*** DATA TO PROCESS ***
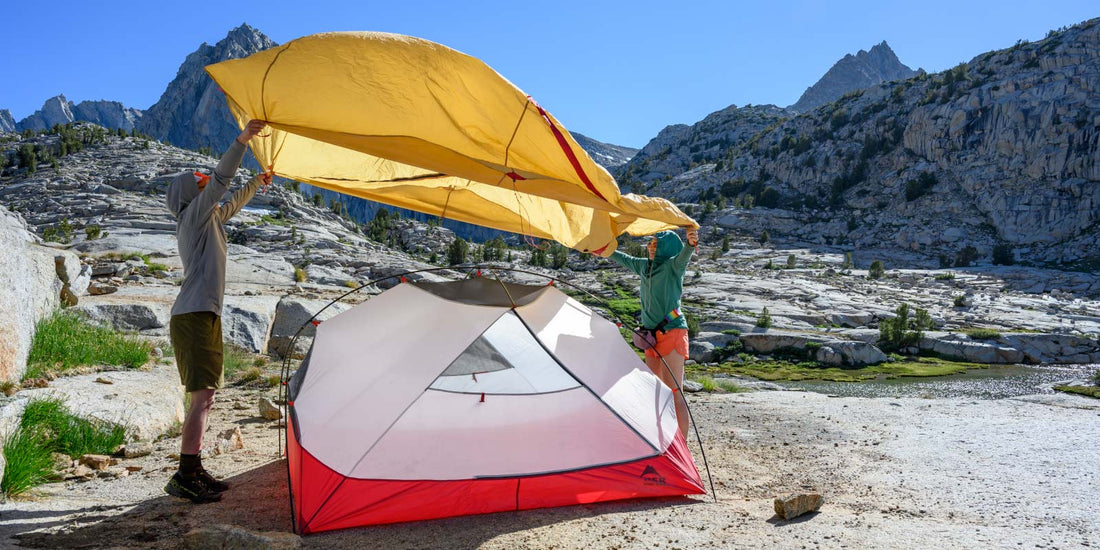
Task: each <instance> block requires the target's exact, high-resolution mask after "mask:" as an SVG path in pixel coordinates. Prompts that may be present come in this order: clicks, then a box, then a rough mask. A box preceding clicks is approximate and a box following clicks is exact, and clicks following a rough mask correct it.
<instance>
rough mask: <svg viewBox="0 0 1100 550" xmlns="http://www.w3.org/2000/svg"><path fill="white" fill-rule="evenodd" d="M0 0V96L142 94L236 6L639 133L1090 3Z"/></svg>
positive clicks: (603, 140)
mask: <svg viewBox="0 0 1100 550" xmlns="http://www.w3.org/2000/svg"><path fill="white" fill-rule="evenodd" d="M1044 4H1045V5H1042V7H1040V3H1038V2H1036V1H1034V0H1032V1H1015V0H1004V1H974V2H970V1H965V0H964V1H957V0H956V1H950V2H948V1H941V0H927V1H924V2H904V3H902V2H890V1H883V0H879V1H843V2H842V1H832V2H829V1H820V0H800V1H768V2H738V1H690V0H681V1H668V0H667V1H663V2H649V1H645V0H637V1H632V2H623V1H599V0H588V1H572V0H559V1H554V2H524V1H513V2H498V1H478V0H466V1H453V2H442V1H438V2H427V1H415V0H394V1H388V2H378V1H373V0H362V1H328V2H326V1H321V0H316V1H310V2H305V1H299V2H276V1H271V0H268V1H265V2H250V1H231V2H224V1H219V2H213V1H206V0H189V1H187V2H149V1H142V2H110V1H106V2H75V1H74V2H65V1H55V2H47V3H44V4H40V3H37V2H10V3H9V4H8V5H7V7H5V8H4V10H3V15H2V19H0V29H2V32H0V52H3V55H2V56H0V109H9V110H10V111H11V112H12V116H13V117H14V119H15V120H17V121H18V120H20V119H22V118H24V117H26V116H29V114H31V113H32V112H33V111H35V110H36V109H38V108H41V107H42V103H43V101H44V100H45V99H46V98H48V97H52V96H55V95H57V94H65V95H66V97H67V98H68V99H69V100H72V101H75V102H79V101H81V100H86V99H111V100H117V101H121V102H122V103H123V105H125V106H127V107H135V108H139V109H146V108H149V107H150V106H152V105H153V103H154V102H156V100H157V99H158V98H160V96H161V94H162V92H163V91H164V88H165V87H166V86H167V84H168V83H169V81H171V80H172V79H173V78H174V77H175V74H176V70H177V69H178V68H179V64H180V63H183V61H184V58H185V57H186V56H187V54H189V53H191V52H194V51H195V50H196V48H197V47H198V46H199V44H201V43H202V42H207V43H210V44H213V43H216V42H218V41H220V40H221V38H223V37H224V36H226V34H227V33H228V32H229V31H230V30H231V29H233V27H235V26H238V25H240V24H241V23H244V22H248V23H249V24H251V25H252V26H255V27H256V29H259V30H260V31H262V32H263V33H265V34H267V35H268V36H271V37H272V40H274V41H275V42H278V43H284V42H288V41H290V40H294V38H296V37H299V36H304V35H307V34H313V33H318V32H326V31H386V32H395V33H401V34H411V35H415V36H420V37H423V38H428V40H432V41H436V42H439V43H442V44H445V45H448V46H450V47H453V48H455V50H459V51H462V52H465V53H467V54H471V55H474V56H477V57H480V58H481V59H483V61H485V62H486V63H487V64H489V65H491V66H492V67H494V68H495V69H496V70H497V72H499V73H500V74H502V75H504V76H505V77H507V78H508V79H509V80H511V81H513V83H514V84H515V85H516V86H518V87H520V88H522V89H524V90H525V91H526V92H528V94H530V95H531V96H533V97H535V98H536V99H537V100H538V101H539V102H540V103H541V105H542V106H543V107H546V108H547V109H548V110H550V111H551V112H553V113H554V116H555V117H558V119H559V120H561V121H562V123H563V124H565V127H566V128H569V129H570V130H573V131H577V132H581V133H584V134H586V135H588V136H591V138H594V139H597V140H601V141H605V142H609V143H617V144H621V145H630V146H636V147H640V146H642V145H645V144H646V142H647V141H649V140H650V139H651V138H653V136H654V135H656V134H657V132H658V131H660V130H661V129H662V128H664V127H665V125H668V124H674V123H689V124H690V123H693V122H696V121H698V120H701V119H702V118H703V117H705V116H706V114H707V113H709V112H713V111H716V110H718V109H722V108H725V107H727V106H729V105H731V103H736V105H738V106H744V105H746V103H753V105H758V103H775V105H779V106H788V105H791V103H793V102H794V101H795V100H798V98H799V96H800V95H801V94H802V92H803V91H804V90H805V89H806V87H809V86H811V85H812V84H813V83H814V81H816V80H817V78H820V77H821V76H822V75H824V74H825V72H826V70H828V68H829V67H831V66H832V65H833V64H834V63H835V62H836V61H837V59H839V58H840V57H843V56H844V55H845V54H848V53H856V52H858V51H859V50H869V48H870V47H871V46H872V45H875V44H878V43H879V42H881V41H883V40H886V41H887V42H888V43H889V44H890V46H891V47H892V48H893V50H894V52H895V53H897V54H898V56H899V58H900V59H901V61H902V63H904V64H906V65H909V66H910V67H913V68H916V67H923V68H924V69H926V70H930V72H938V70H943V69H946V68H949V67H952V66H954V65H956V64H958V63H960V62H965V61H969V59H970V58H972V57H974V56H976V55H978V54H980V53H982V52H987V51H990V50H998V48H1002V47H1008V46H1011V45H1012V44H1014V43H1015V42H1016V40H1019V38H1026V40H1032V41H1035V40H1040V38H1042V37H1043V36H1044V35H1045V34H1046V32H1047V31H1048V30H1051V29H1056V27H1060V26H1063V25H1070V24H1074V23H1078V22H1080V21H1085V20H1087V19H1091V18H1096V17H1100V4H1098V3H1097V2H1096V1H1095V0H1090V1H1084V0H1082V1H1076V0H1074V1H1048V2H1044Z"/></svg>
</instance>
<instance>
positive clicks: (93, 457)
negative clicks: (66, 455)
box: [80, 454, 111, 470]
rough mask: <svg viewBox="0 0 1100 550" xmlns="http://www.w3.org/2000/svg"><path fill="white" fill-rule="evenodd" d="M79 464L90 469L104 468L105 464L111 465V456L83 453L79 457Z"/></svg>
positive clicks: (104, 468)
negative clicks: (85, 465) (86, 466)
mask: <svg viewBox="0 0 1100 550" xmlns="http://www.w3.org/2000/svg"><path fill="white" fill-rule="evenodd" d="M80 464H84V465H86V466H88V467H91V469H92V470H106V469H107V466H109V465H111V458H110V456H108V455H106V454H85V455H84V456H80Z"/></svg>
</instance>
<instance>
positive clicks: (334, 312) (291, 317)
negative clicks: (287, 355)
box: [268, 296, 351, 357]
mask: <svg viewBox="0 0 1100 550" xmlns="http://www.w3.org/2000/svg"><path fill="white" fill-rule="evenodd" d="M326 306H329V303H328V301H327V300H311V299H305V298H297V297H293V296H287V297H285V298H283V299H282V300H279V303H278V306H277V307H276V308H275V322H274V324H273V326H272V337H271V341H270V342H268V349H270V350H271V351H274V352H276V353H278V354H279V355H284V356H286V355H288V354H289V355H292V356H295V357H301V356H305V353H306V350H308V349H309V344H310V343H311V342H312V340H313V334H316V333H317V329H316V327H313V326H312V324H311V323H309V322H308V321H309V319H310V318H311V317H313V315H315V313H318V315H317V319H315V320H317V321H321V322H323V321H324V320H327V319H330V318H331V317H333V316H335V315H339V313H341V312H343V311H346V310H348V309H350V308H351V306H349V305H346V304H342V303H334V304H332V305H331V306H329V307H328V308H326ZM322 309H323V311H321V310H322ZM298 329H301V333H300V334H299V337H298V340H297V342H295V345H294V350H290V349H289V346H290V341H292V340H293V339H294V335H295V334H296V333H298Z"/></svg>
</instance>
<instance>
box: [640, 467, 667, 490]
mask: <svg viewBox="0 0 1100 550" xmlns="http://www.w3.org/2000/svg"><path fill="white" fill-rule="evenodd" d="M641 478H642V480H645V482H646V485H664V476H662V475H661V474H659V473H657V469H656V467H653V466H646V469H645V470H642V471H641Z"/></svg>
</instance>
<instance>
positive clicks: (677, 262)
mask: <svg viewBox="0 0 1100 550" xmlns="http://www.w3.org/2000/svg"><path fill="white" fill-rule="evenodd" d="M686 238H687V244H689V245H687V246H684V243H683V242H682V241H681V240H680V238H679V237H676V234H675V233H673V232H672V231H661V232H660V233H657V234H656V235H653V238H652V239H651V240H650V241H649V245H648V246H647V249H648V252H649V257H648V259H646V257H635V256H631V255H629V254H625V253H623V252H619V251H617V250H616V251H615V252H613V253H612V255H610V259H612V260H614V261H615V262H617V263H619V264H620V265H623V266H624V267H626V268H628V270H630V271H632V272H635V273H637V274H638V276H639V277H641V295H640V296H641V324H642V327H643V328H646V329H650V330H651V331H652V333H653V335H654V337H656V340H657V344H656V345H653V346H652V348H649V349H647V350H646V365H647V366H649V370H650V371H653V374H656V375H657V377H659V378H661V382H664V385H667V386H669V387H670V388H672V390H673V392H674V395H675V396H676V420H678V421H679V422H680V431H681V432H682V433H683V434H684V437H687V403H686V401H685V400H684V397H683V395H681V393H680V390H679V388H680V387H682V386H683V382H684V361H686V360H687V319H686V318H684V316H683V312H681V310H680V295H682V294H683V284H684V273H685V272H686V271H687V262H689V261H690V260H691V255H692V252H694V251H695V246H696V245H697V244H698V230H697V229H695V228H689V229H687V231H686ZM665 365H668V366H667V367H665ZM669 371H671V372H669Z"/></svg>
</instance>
*** End of DATA TO PROCESS ***
YOUR GOAL:
In the entries above, please find the line with "positive clicks: (93, 457)" and the line with "negative clicks: (287, 355)", then write out exactly those two lines and every line between them, and nothing more.

RESULT FOR THIS TASK:
positive clicks: (93, 457)
negative clicks: (66, 455)
box: [80, 454, 111, 470]
rough mask: <svg viewBox="0 0 1100 550" xmlns="http://www.w3.org/2000/svg"><path fill="white" fill-rule="evenodd" d="M79 464L90 469L104 468L105 464L111 465V456L83 453L79 457Z"/></svg>
positive clicks: (104, 468)
negative clicks: (85, 465) (86, 466)
mask: <svg viewBox="0 0 1100 550" xmlns="http://www.w3.org/2000/svg"><path fill="white" fill-rule="evenodd" d="M80 464H84V465H86V466H88V467H91V469H92V470H106V469H107V466H109V465H111V458H110V456H108V455H106V454H85V455H84V456H80Z"/></svg>
</instance>
<instance>
positive clicks: (334, 312) (291, 317)
negative clicks: (287, 355)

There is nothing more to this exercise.